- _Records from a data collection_

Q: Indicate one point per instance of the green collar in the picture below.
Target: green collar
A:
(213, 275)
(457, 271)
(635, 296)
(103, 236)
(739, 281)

- _WORK INSTRUCTION_
Every line with "green" in it should be copied from the entries above.

- _EXERCISE RESULT_
Q: Indicate one point per instance of the green collar in the picture below.
Target: green collar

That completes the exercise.